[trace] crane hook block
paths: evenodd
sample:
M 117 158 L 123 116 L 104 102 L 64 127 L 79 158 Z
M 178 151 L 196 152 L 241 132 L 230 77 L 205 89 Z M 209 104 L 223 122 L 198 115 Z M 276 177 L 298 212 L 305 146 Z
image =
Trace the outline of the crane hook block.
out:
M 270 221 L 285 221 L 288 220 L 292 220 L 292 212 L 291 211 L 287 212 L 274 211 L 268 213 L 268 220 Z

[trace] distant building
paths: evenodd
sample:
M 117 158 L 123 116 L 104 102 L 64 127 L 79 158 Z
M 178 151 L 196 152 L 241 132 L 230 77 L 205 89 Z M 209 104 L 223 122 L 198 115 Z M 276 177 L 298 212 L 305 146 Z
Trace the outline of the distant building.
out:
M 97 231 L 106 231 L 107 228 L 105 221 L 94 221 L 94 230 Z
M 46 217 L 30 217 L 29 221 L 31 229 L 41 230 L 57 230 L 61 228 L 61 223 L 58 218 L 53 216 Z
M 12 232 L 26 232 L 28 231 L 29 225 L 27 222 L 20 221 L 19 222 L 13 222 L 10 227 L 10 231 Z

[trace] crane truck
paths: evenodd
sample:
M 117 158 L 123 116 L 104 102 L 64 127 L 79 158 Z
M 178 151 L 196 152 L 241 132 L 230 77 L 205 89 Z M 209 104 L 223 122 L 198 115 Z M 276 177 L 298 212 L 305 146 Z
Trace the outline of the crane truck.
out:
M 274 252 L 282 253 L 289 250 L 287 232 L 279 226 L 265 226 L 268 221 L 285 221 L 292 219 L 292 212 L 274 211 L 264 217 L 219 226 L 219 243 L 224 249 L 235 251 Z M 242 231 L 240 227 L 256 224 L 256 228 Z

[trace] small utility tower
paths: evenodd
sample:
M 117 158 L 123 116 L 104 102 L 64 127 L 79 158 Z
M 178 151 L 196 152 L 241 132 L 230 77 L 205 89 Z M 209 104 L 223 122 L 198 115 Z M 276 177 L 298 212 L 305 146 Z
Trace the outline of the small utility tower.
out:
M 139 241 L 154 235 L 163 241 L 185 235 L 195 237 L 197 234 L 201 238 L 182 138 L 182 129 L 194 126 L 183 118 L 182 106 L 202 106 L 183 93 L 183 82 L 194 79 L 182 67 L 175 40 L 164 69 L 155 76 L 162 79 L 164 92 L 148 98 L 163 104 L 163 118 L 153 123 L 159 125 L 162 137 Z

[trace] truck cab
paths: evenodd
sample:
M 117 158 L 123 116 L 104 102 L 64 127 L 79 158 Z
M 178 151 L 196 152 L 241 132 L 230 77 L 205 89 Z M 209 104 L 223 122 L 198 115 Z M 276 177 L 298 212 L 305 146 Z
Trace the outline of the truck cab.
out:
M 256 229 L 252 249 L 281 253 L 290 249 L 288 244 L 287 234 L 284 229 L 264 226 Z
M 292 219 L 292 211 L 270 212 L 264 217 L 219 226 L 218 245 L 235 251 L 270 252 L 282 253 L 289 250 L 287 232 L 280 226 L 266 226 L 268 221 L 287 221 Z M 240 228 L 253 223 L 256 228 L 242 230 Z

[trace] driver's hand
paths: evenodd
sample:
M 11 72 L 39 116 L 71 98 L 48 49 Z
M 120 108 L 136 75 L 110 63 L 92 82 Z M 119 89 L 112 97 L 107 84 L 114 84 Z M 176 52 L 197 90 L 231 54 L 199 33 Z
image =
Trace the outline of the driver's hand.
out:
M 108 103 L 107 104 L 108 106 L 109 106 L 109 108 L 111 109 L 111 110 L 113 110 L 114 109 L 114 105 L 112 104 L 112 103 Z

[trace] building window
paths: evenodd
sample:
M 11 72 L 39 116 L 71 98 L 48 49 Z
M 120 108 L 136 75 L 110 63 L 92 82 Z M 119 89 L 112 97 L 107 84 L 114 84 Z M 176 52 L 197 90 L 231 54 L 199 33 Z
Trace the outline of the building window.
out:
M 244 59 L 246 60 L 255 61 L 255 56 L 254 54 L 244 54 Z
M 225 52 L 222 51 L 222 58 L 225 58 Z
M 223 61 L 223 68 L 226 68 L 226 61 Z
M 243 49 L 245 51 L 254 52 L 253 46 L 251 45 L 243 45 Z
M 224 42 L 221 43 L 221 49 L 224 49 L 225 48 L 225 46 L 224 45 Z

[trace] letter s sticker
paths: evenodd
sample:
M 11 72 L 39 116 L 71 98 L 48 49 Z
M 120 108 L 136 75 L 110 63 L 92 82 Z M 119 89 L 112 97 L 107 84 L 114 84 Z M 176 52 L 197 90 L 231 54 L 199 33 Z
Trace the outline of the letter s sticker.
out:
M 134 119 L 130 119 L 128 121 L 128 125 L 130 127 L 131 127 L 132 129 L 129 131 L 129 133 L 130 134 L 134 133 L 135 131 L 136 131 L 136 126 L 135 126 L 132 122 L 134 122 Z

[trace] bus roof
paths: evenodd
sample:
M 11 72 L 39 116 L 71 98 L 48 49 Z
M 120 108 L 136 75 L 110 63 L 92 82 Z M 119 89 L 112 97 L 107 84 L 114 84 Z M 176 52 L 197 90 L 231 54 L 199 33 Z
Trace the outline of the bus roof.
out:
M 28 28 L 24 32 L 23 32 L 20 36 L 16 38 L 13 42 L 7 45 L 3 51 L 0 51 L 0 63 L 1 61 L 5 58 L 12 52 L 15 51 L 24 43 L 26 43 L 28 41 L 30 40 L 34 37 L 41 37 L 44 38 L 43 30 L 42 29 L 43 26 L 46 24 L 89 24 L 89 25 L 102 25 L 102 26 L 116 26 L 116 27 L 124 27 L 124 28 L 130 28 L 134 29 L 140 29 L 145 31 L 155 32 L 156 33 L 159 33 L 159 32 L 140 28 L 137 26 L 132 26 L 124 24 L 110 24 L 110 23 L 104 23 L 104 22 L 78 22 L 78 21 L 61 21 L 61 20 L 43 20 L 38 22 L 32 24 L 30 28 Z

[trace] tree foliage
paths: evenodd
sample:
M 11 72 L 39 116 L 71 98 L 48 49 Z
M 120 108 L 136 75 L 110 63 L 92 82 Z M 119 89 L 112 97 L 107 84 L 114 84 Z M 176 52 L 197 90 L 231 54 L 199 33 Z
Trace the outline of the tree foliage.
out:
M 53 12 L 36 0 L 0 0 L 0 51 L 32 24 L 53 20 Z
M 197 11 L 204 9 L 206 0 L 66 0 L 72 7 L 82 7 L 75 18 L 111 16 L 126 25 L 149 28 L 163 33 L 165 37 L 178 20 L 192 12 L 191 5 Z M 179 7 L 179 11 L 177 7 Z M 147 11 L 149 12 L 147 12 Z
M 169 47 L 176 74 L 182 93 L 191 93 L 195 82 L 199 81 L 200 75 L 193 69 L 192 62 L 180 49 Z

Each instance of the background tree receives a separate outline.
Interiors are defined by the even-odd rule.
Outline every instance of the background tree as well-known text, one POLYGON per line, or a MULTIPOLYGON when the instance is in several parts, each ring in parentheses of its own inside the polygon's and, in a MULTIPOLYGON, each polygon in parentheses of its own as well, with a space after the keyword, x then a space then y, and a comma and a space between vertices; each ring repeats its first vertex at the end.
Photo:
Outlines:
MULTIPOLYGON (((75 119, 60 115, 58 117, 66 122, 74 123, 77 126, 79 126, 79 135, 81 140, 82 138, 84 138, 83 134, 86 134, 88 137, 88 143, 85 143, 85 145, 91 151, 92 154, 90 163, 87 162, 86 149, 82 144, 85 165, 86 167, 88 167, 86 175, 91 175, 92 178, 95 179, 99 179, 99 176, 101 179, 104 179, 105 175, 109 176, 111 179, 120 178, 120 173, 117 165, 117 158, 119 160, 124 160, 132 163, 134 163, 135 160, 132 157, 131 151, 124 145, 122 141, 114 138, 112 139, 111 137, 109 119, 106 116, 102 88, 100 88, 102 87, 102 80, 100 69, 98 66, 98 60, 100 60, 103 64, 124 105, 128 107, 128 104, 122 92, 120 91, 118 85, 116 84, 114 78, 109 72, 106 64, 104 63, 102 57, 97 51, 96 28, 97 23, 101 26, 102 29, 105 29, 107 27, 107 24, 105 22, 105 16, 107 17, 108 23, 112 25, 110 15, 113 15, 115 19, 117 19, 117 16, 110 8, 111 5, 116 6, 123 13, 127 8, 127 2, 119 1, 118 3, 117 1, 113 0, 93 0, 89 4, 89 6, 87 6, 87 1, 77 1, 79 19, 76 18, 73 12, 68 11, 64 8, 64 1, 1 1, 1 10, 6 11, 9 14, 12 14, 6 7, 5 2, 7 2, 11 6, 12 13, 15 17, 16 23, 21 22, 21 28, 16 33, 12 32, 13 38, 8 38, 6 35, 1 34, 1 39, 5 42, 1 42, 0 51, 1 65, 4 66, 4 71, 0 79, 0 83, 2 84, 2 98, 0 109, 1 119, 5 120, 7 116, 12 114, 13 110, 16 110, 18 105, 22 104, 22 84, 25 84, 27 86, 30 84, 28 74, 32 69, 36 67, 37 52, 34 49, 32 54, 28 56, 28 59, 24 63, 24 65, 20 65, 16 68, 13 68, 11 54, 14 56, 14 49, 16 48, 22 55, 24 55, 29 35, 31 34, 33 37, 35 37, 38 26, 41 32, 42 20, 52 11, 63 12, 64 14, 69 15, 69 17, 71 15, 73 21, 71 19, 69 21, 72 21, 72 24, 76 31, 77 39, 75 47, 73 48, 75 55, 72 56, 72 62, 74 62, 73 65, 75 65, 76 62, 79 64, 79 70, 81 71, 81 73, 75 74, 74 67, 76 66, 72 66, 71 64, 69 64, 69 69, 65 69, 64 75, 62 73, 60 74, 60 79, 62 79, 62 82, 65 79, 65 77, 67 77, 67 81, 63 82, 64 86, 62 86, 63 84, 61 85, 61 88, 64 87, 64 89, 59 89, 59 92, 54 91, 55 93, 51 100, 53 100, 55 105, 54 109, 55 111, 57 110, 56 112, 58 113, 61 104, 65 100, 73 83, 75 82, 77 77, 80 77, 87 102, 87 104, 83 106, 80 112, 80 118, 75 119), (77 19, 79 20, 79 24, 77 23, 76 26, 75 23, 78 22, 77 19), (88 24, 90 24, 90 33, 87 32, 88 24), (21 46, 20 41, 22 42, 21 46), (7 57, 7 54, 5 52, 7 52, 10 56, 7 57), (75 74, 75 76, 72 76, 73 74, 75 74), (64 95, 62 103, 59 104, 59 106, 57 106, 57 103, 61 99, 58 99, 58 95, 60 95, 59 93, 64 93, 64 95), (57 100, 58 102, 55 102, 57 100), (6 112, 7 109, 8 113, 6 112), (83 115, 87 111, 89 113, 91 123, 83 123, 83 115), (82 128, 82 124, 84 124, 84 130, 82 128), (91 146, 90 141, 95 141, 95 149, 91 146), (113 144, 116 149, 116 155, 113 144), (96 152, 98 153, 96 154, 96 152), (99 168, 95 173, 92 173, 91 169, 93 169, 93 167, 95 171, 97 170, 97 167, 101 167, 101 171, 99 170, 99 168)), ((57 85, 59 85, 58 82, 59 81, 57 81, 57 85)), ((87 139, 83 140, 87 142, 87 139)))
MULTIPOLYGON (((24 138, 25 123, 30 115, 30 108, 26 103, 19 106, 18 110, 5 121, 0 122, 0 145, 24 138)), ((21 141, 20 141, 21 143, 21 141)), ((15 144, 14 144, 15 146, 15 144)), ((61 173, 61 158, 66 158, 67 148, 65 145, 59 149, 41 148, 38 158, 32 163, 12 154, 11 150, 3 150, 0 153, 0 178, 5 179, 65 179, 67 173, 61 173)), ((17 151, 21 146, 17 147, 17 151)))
---
→ **What to produce**: Reproduce only the lines starting with the line with "[trace] distant building" and going on through the line with "M 274 252 L", replacing "crane truck" with "mobile crane" and leaving everything else unchanged.

→ **Output of the exercise**:
[trace] distant building
paths: evenodd
sample:
M 117 158 L 123 116 L 104 102 L 64 127 L 79 158 Z
M 178 151 L 196 152 L 241 132 L 230 77 L 205 89 Z M 209 104 L 223 122 L 198 115 Z M 276 177 L 298 212 L 305 146 Z
Trace the outline of the distant building.
out:
M 97 231 L 106 231 L 107 228 L 105 221 L 94 221 L 94 230 Z
M 46 217 L 30 217 L 29 221 L 31 229 L 41 230 L 57 230 L 61 228 L 61 223 L 58 218 L 53 216 Z
M 12 232 L 26 232 L 28 231 L 29 225 L 27 222 L 20 221 L 19 222 L 13 222 L 10 227 L 10 231 Z

[trace] mobile crane
paths: evenodd
sample:
M 117 158 L 123 116 L 104 102 L 64 127 L 79 158 Z
M 178 151 L 196 152 L 241 132 L 230 77 L 205 89 Z M 209 104 L 223 122 L 198 115 Z M 276 177 L 298 212 L 305 146 Z
Trace the outline of the mobile crane.
out:
M 274 252 L 282 253 L 289 250 L 287 232 L 279 226 L 265 226 L 268 221 L 285 221 L 292 219 L 292 212 L 274 211 L 264 217 L 219 226 L 219 243 L 224 249 L 235 251 Z M 242 231 L 240 227 L 256 224 L 256 228 Z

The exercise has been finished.